> [Requirements]:
1) Using the SSH log setup instructions, decide whether each statement agrees with the text: (a) The Add SSH account page appears on its own when no SSH accounts are defined in XpoLog. (b) Clicking Save opens the Log Viewer with the parsed records of the new log. (c) A name pattern must be appended to the log path. For each, answer yes or no and quote the deciding words.
2) According to the SSH log setup instructions, which advanced settings can be defined for the SSH log?
3) From the SSH log setup instructions, transcribe the part that opens with the words containing "Note: If you" and closes with "XpoLog Patterns Language.)".

Note: If you do not have any SSH accounts defined in XpoLog, the Add SSH account page is presented automatically. - In Log Path, type the path to the Over SSH log log on the remote machine
OR
Click Browse to open the System Files Browser of the SSH remote machine that you connected to, expand the folders to get to the desired log, and then click Select to display the log location in Log Path. - Optionally, append to the log path a name pattern to capture multiple files from the same log. (For pattern syntax, see XpoLog Patterns Language.)
- Optionally, define advanced settings for the SSH log – Data Access Mode, Files Attributes, Files Filters, and/or Regional Settings (see Configuring Advanced Log Settings).
- Click either of the following buttons:
Save – XpoLog applies an automated pattern on the incoming log, and the Log Viewer opens displaying the parsed records of the new log. The log name is displayed in the left pane in its selected location under Folders and Logs. If you put in the log path a {string} pattern, the various files of the log appear in the left pane. Otherwise, only one file appears. You can perform regular actions on this log.

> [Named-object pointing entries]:

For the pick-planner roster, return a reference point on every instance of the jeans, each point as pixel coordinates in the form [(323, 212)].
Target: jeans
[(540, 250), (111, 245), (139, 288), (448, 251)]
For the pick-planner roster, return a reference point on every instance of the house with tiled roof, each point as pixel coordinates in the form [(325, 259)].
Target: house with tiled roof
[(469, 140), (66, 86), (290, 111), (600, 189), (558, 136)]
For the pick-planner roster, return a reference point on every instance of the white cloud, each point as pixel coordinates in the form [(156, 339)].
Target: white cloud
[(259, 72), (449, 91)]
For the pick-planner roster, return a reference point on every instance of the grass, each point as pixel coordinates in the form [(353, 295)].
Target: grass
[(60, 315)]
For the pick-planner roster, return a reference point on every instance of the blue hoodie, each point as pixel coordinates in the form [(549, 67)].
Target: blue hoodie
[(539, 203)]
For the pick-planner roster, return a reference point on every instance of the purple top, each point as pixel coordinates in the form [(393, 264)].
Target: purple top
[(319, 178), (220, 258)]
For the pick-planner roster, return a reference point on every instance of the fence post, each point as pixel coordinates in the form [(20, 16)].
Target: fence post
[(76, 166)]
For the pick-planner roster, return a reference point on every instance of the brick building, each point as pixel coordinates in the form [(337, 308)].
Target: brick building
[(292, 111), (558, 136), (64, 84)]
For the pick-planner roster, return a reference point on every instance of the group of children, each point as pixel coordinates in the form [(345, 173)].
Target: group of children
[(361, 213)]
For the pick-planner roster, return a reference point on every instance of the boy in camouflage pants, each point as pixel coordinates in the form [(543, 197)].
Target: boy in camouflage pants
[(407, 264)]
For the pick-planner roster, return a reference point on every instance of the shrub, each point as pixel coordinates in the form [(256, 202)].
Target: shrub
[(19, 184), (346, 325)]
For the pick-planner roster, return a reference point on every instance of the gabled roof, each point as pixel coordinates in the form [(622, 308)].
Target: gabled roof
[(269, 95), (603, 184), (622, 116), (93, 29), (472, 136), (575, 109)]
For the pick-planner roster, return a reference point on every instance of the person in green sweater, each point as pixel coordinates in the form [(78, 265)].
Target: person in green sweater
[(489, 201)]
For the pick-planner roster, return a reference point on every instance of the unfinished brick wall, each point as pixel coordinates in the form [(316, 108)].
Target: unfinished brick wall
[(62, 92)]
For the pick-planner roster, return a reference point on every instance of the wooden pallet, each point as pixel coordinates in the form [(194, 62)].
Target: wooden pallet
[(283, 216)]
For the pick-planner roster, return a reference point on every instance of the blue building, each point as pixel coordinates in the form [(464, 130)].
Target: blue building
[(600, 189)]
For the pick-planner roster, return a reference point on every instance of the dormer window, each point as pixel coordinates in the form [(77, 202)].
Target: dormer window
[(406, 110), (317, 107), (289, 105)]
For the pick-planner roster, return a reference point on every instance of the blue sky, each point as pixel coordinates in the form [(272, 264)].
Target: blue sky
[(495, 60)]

> [Complete answers]:
1)
(a) Yes: "If you do not have any SSH accounts defined in XpoLog, the Add SSH account page is presented automatically."
(b) Yes: "the Log Viewer opens displaying the parsed records of the new log."
(c) No: "Optionally, append to the log path a name pattern to capture multiple files from the same log."

2) Data Access Mode, Files Attributes, Files Filters, and/or Regional Settings.

3)
Note: If you do not have any SSH accounts defined in XpoLog, the Add SSH account page is presented automatically. - In Log Path, type the path to the Over SSH log log on the remote machine
OR
Click Browse to open the System Files Browser of the SSH remote machine that you connected to, expand the folders to get to the desired log, and then click Select to display the log location in Log Path. - Optionally, append to the log path a name pattern to capture multiple files from the same log. (For pattern syntax, see XpoLog Patterns Language.)